黒井千次 『漂う~古い土地 新しい場所』 
毎日新聞社 1680円

81歳の著者は本書の文章を「土地という空間と、歳月という時間の交差するドラマ」と呼ぶ。幼少期に住んだ大久保通り。父が生まれ育った横浜。書き下ろし小説と格闘した箱根。文学賞の選考で通った小樽など35ヶ所。記憶と現実が静かに和解する旅でもある。
(2013.08.30発行)


堂場舜一 『Sの継承』 
中央公論新社 1995円

 60年代初頭、実施されないまま終わった幻のクーデター計画。2013年、いきなり起きた毒ガス・テロ事件。両者をつなぐキーワードが「S」である。
 日米安保条約をめぐって社会が揺れた1960年。ごく少数によるクーデター計画が動き始める。ある武器を盾に国会を解散。官庁は残すが、大臣は国民投票で選出。国家運営は官僚が担う。いわば議会制民主主義の否定だった。しかし、東京五輪を翌年にひかえた63年、この計画は実行されないまま消えてしまう。
 そして50年後、「これは革命だ」とネットで宣言する毒ガス事件が発生。東京の複数の街が狙われる。犯人側の要求は、驚くほど半世紀前のクーデター計画に似ていた。政治不信という社会背景は共通するにしても、誰が、何のために無差別テロという凶行に走ったのか。迫真の犯罪小説だ。

☆ ☆ ☆ ☆ ☆

**出題内容 A**
書評のうち、「毎日新聞社 1680円」を含むところから始めて「ぐキーワードが「S」である。」の後で止め、その範囲を一字一句変えずに写してください。

(位置アノテーションの記録)
☆ ☆ ☆ ☆ ☆

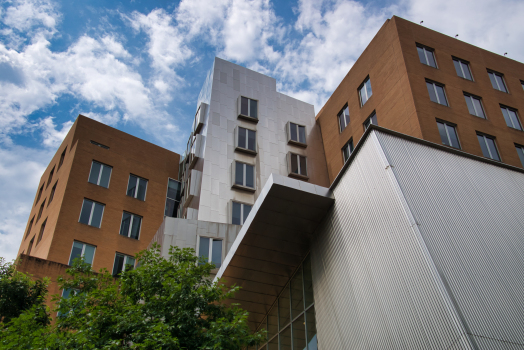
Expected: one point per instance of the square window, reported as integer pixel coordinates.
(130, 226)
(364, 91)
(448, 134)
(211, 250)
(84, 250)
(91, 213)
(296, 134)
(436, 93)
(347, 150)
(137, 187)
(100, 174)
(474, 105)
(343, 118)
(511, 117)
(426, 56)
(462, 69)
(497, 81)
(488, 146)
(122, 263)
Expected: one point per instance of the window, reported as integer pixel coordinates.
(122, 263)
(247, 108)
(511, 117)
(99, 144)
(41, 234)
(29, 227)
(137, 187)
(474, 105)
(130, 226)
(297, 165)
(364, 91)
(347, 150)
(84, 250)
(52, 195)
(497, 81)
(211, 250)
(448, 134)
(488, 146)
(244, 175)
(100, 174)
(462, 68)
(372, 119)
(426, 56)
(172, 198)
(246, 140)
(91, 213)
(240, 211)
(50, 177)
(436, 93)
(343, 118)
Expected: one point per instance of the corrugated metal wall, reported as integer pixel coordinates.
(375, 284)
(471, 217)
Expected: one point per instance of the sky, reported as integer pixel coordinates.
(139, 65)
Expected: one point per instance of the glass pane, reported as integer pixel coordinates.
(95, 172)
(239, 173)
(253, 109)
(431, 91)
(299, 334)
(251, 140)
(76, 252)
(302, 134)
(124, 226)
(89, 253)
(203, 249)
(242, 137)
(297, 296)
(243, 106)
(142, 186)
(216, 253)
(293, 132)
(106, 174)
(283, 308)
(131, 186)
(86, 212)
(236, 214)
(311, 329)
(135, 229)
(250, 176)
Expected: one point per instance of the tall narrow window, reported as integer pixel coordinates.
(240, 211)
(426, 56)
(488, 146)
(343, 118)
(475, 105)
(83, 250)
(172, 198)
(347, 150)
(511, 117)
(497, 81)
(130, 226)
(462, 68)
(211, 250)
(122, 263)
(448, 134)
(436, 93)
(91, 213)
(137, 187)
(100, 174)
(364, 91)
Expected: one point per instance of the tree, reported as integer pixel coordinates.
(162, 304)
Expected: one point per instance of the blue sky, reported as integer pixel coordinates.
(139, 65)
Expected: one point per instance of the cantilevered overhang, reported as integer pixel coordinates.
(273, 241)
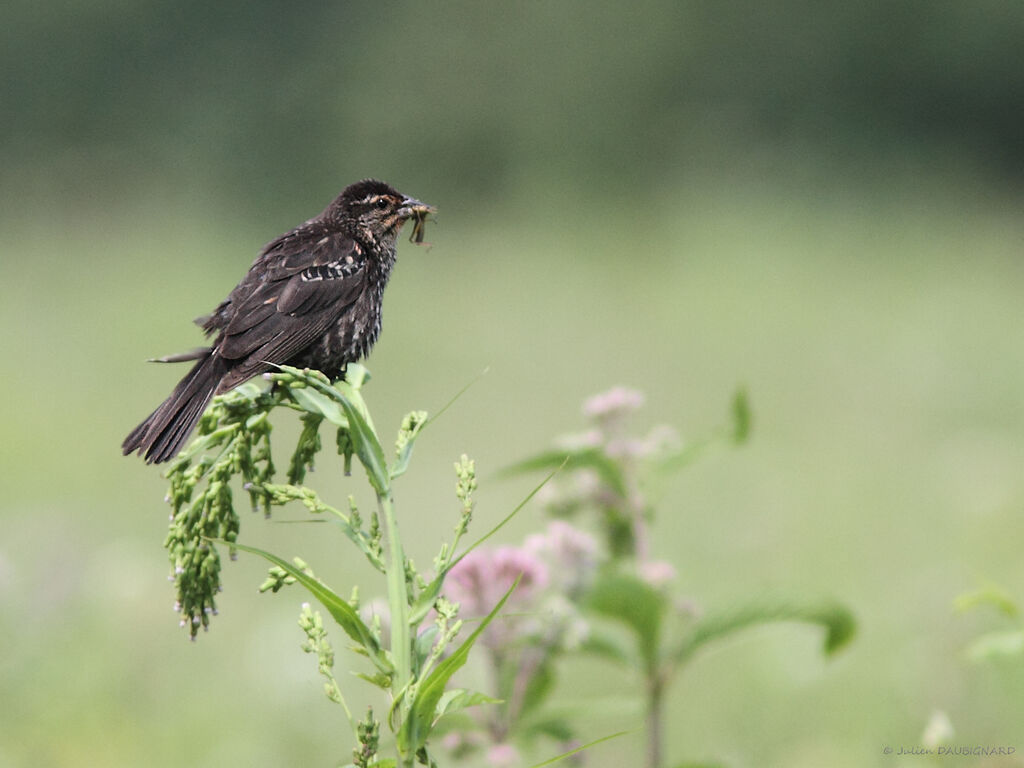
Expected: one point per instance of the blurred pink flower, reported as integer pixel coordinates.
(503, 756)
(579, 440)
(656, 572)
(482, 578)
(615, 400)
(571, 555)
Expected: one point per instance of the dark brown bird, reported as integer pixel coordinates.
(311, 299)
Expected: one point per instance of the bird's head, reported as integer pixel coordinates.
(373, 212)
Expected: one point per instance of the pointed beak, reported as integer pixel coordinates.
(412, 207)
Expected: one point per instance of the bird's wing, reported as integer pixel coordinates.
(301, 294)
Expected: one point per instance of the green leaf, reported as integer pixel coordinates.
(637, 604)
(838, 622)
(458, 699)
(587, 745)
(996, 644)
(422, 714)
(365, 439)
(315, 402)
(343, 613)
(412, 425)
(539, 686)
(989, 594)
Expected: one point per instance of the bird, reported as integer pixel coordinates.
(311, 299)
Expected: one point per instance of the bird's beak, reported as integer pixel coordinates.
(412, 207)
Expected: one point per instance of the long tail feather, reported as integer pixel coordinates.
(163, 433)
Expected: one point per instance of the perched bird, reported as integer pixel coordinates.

☆ ☆ ☆ ☆ ☆

**出題内容 B**
「beak」という語を含む行はどれですか。該当する行をすべて、そのまま書き出してください。

**出力全文 A**
毎日新聞社 1680円

81歳の著者は本書の文章を「土地という空間と、歳月という時間の交差するドラマ」と呼ぶ。幼少期に住んだ大久保通り。父が生まれ育った横浜。書き下ろし小説と格闘した箱根。文学賞の選考で通った小樽など35ヶ所。記憶と現実が静かに和解する旅でもある。
(2013.08.30発行)


堂場舜一 『Sの継承』 
中央公論新社 1995円

 60年代初頭、実施されないまま終わった幻のクーデター計画。2013年、いきなり起きた毒ガス・テロ事件。両者をつなぐキーワードが「S」である。

**出力全文 B**
Expected: one point per instance of the pointed beak, reported as integer pixel coordinates.
Expected: one point per instance of the bird's beak, reported as integer pixel coordinates.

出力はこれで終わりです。